The problem: Give the lines of the material below, from the line containing "Note: for every instance of the japanese" through the end of the material, as a JSON list of strings with one string per line. Leave out blank lines.

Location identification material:
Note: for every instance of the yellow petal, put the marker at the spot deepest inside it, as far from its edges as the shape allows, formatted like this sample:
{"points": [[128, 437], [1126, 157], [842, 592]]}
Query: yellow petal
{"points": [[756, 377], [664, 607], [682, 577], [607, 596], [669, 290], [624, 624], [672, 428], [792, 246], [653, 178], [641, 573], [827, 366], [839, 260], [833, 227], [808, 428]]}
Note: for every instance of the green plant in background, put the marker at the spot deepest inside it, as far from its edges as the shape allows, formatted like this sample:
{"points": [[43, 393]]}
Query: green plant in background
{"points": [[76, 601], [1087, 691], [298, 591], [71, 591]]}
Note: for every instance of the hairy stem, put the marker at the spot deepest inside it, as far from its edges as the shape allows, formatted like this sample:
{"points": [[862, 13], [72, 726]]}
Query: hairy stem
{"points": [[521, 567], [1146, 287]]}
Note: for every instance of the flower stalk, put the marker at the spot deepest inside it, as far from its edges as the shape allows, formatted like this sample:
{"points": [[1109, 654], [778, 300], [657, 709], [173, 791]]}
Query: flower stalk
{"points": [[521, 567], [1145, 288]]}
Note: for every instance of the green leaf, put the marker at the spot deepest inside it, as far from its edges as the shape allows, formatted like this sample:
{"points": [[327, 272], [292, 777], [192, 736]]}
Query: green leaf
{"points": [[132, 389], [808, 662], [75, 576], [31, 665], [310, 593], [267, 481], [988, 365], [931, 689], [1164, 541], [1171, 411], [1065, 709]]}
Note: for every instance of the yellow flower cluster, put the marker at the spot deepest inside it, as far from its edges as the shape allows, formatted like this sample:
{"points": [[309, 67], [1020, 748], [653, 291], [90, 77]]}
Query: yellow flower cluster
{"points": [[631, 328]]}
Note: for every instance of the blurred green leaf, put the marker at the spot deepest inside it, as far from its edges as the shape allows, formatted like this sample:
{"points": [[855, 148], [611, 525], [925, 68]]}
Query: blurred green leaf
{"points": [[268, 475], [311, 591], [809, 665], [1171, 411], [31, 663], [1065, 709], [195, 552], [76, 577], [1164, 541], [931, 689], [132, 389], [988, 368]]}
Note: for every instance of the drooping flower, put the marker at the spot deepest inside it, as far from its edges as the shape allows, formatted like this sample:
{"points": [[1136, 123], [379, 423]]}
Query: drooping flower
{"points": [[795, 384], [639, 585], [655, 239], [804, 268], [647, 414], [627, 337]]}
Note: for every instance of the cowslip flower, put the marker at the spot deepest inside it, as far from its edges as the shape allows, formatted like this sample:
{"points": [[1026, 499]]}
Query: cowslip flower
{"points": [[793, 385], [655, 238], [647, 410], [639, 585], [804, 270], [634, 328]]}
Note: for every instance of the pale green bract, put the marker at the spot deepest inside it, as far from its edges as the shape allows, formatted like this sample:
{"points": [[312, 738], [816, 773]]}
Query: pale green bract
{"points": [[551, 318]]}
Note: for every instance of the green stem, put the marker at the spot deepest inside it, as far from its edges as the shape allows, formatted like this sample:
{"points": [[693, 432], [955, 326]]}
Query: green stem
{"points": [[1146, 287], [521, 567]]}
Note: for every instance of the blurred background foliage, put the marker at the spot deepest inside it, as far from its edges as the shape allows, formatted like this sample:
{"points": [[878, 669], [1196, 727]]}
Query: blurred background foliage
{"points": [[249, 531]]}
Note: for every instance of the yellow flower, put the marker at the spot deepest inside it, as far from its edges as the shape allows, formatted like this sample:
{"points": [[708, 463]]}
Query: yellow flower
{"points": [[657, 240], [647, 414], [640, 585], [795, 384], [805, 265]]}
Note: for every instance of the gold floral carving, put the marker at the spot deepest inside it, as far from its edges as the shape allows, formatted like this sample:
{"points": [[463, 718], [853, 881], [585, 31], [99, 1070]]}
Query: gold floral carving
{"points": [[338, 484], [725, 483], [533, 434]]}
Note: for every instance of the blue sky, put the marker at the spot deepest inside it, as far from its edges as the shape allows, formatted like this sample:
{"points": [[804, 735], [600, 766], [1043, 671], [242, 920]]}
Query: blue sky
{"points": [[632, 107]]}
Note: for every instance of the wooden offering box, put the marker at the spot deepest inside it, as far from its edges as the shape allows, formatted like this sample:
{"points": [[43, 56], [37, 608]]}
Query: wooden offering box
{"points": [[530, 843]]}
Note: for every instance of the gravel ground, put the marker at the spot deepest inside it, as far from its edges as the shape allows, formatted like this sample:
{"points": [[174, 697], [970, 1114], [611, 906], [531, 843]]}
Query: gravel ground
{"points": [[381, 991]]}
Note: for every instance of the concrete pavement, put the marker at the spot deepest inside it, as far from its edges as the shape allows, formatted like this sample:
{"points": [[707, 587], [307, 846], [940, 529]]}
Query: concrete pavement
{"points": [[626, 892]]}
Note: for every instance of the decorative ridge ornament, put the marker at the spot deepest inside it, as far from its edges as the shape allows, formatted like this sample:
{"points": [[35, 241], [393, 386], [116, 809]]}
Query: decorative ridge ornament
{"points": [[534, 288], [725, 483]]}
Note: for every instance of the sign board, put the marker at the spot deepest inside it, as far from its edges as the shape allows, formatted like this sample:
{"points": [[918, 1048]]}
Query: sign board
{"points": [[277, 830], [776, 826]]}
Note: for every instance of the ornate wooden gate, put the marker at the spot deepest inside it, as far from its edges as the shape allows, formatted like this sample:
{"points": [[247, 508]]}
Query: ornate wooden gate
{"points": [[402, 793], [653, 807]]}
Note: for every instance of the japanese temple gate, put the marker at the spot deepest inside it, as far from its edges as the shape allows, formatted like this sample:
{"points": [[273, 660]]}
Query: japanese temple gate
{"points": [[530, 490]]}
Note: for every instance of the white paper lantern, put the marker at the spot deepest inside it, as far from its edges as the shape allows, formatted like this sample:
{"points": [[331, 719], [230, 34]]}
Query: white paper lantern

Solution below:
[
  "Note: for every instance of the japanese temple gate, put the marker at the spot deepest inside it, as far from its edges as the shape allows, formatted like this sample:",
  "{\"points\": [[273, 660]]}",
  "Query: japanese temple gate",
  "{\"points\": [[530, 490]]}",
  "Note: for every instance of the white paper lantern, put the marker at the spot deepest inside it, as far from its edges as the shape allows, formatted like this sample:",
  "{\"points\": [[331, 719], [230, 34]]}",
  "Query: white paper lantern"
]